Australia develops plastic car seat

BY IAN PORTER | 7th Jul 2011


LEADING Australian automotive component supplier Futuris has come up with a radical car seat that replaces heavy steel frames with a hollow plastic seatback made from strong synthetic fibres.

The new seat promises to infiltrate a large proportion of the seat market, particularly at the small-car end of the market, with the potential to rack up large sales in emerging markets like China and India.

And, in a major boost for the local parts industry, the new seatback can be made in Australia and exported around the world and still undercut traditional seat designs.

The new Futuris seat has emerged at a time when all car-makers are feverishly working to pare weight out of their designs in a bid to cut fuel consumption and, therefore, reduce carbon dioxide emissions.

Emissions and therefore weight reduction are now right up there with cost and styling as far as vehicle development priorities are concerned and car-makers are spending heavily on lightweight materials like aluminium and carbon-fibre.

Futuris has teamed up with the Co-operative Research Centre for Advanced Automotive Technology (AutoCRC) to develop the radical new approach to stripping weight out of its car seats. Other participants in the research were the CSIRO, Deakin University, UniSA and Melbourne’s RMIT.



Left: A picture from the Futuris stand at the 2011 Australian International Motor Show.

Speaking at a lightweighting seminar held by the Society of Plastics Engineers as part of Victoria’s Automotive Week, AutoCRC research manager Gary White said the patented seat design could save as much as 10kg a car.

“Seating manufacturers around the world have been hitting a wall because the seat frame itself is generally made of steel, with a few cast components, perhaps,” he said.

Dataset extract →
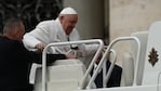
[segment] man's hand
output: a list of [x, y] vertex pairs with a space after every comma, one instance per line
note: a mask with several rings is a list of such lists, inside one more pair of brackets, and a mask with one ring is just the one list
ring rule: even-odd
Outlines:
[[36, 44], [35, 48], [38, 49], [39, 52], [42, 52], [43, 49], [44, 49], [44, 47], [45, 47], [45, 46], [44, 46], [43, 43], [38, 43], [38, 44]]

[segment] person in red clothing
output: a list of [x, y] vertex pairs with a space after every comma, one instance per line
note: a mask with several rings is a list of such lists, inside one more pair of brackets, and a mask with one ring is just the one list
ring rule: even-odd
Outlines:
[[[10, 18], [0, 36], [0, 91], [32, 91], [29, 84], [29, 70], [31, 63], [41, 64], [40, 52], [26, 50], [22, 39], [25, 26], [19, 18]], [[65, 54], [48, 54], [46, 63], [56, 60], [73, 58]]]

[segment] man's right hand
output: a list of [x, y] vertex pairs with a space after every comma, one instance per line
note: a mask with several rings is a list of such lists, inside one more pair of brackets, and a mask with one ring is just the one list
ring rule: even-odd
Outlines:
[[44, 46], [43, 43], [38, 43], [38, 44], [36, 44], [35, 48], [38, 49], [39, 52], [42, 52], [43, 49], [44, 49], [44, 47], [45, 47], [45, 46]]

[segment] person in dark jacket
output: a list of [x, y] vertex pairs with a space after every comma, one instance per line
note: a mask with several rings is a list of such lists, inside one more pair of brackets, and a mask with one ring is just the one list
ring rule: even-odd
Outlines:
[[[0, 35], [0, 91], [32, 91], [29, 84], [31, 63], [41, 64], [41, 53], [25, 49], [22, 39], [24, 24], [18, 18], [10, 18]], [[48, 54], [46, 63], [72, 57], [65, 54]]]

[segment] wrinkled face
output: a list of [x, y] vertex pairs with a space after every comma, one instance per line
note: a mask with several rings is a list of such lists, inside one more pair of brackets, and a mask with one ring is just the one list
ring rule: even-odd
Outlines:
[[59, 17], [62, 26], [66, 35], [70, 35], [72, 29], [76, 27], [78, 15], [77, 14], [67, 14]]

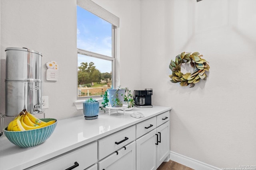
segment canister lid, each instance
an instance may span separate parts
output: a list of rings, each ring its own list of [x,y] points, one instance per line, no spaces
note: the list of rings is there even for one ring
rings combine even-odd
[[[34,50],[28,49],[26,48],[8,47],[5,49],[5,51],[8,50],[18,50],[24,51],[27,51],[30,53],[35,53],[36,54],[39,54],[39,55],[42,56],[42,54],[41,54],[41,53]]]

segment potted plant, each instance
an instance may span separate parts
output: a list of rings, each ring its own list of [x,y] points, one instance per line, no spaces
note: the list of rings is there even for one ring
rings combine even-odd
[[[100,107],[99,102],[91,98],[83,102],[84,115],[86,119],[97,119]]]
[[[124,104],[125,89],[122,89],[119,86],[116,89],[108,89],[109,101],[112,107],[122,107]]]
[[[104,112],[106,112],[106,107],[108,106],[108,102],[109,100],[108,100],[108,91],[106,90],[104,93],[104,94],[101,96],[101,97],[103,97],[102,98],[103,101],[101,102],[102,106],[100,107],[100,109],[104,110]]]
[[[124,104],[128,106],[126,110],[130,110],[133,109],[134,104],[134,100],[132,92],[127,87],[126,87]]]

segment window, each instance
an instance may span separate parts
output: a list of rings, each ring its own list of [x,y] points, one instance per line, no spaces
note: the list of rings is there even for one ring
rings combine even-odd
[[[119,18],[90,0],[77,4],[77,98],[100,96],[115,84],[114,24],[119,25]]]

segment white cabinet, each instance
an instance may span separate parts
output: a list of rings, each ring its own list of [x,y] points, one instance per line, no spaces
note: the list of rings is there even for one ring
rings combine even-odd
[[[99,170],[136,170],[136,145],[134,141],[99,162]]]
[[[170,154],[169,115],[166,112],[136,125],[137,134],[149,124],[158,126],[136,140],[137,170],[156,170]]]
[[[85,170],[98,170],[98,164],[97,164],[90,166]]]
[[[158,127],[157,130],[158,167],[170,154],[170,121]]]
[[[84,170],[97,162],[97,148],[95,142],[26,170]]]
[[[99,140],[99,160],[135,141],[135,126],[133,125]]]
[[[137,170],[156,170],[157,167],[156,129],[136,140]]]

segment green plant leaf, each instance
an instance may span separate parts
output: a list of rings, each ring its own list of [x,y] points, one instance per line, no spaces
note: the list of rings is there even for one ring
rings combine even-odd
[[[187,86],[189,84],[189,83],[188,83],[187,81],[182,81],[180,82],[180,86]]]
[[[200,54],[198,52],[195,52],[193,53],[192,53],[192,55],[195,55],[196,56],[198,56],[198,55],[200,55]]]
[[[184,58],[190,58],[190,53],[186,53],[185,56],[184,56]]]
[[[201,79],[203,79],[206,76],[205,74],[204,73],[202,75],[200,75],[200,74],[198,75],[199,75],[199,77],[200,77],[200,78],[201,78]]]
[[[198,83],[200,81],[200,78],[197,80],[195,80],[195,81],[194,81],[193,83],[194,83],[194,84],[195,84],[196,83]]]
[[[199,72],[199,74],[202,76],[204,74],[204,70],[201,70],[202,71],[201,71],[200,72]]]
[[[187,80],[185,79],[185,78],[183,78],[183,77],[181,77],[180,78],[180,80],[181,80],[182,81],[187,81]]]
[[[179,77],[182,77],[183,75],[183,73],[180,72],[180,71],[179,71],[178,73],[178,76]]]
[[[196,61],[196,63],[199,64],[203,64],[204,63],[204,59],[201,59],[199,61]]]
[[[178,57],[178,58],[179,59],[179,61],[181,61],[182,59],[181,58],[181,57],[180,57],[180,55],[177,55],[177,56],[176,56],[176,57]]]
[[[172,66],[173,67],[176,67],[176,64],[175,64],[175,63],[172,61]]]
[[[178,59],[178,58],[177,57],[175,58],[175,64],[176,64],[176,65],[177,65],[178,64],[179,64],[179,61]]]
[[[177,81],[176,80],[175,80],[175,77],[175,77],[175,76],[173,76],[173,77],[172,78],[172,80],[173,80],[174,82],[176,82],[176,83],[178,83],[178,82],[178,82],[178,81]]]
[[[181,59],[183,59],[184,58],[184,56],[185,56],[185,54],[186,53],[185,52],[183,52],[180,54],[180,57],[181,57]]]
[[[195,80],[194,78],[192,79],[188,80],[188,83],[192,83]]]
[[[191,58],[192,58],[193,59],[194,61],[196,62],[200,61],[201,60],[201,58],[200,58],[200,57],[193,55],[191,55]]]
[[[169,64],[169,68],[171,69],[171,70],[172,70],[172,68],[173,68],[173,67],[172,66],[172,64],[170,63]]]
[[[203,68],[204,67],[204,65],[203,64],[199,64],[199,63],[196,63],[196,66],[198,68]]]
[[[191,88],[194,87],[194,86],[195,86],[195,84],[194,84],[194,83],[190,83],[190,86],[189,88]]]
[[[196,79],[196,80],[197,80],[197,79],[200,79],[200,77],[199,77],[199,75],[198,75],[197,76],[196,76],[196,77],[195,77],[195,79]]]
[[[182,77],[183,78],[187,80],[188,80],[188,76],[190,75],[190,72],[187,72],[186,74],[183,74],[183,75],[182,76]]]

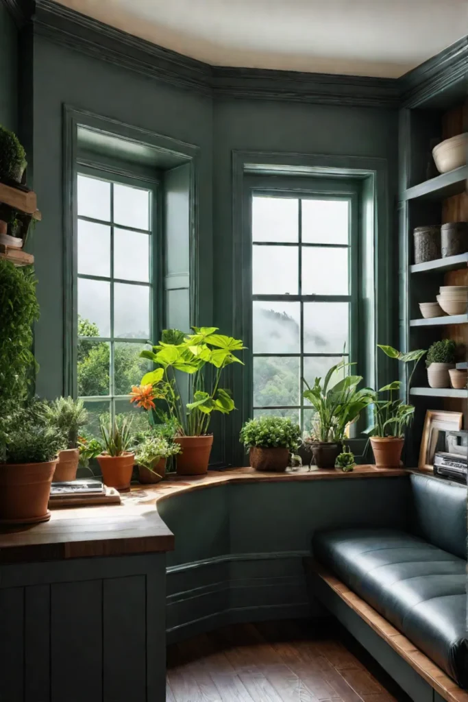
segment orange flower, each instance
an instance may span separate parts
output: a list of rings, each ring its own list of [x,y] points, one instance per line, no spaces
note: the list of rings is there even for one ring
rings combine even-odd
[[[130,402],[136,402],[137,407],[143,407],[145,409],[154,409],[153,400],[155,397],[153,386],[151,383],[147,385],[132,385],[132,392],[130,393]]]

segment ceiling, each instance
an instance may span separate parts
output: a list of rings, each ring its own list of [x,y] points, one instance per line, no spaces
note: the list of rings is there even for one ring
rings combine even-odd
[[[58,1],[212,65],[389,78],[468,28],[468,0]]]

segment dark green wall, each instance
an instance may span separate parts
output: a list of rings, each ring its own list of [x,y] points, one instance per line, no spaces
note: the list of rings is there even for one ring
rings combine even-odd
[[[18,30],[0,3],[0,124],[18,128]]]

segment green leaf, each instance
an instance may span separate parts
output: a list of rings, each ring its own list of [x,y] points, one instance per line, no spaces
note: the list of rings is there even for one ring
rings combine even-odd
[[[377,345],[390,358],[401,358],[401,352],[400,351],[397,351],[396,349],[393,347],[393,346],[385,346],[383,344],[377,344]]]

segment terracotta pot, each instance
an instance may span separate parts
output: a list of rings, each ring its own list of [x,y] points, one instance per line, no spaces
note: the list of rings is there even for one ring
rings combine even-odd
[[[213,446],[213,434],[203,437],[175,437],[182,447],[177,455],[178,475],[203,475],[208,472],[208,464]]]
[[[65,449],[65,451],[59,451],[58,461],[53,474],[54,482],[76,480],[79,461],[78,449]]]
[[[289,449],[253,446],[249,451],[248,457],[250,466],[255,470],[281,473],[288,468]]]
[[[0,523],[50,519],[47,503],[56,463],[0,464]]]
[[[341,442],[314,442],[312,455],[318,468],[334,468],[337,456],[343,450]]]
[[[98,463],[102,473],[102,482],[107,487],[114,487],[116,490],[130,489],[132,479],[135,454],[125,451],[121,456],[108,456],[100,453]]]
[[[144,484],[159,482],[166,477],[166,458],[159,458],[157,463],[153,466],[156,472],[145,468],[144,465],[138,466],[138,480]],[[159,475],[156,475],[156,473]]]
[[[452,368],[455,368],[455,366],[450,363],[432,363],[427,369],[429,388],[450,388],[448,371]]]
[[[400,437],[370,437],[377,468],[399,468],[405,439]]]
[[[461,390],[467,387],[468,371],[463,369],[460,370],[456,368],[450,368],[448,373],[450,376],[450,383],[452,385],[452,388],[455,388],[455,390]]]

Challenges →
**1)** For each statement, say whether it agrees with the plastic car seat article, answering yes or no and quoting the article's deciding words exactly: (a) The new seatback is made of aluminium. (b) Gary White said the seat design could save up to 10kg a car. (c) Deakin University took part in the research.
**2)** Put the records from the start through the line containing "57], [65, 54]]]", both included, into a two-column CSV with the columns request and outline, one row per request. Quote each field, turn line breaks into spaces, and leave out the pictures.
The records have no connection to the plastic car seat article.

Answers in order →
**1)**
(a) No: "a hollow plastic seatback made from strong synthetic fibres"
(b) Yes: "the patented seat design could save as much as 10kg a car"
(c) Yes: "Other participants in the research were the CSIRO, Deakin University, UniSA and Melbourne’s RMIT."

**2)**
request,outline
"[segment] man's hand output: a list of [x, y] vertex pairs with a space after every comma, one instance per line note: a mask with several rings is a list of such lists, inside one more pair of brackets, and a mask with one ring is just the one list ring rule: even-odd Outlines:","[[36, 44], [35, 48], [38, 49], [39, 52], [42, 52], [43, 49], [44, 49], [44, 47], [45, 47], [45, 46], [44, 46], [43, 43], [38, 43], [38, 44]]"
"[segment] person in red clothing output: a list of [x, y] vertex pairs with a space after every comma, one instance per line note: a mask with several rings is a list of such lists, inside one more pair of brackets, and a mask with one ring is just the one list ring rule: even-odd Outlines:","[[[10, 18], [0, 36], [0, 91], [32, 91], [29, 84], [29, 70], [31, 63], [41, 64], [40, 52], [26, 50], [22, 39], [25, 26], [19, 18]], [[65, 54], [48, 54], [46, 63], [56, 60], [73, 58]]]"
"[segment] man's right hand output: a list of [x, y] vertex pairs with a space after every comma, one instance per line note: a mask with several rings is a list of such lists, inside one more pair of brackets, and a mask with one ring is just the one list ring rule: even-odd Outlines:","[[44, 46], [43, 43], [38, 43], [38, 44], [36, 44], [35, 48], [38, 49], [39, 52], [42, 52], [43, 49], [44, 49], [44, 47], [45, 47], [45, 46]]"
"[segment] person in dark jacket output: a list of [x, y] vertex pairs with a space after every comma, one instance per line note: a mask with several rings is a list of such lists, inside one more pair of brackets, and a mask with one ring is just the one list ring rule: even-odd Outlines:","[[[0, 35], [0, 91], [32, 91], [29, 84], [31, 63], [41, 64], [41, 53], [25, 49], [22, 39], [24, 24], [18, 18], [10, 18]], [[48, 54], [46, 63], [72, 57], [65, 54]]]"